(TASK):
Can you rescale the material, starting with the line containing "Target: navy blue police pants" and going on through the end of the material? Reproduce every line, requests included, but multiply each point coordinate in the answers by 1.25 and round to whole numbers, with halves rounding up.

(RECORDS FOR THIS TASK):
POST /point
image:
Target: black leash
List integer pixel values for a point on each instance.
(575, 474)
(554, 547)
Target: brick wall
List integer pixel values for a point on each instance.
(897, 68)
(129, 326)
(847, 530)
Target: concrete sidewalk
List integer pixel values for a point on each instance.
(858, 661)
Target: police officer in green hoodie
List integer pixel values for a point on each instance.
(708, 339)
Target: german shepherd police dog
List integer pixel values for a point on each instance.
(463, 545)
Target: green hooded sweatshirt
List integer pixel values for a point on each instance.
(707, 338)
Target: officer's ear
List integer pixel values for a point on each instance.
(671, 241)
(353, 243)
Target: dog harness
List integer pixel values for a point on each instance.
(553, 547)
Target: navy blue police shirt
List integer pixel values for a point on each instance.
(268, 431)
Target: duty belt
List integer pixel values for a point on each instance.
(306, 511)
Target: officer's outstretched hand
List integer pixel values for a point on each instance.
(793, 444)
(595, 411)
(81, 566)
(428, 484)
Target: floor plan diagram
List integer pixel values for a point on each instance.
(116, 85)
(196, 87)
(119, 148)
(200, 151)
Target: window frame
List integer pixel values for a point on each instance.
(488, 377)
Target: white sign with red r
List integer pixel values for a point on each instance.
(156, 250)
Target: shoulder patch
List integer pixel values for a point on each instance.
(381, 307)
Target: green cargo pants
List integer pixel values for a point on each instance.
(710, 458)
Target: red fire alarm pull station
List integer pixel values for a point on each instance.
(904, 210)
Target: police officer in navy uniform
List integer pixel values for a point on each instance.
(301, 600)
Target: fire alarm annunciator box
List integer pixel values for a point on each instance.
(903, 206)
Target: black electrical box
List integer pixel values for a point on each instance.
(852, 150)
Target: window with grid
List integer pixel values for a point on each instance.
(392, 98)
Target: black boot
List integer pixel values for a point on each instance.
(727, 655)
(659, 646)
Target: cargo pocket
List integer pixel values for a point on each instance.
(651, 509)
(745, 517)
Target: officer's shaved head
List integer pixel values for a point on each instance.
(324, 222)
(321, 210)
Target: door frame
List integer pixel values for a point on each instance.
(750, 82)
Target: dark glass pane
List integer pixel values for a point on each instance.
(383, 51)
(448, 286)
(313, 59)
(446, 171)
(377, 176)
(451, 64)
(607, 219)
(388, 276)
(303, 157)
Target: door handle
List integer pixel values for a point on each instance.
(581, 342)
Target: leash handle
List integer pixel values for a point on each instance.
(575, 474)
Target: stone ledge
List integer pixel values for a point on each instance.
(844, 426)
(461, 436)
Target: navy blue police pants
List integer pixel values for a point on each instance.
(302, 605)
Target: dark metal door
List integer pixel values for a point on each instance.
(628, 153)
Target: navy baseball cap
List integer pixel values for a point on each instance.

(COMPLETE OUTPUT):
Target: navy blue police pants
List integer pixel values for a point on each instance.
(378, 756)
Target: dark metal door
List integer pixel values for a point on each instance.
(785, 191)
Target: navy baseball cap
List integer pixel values for a point on each instance.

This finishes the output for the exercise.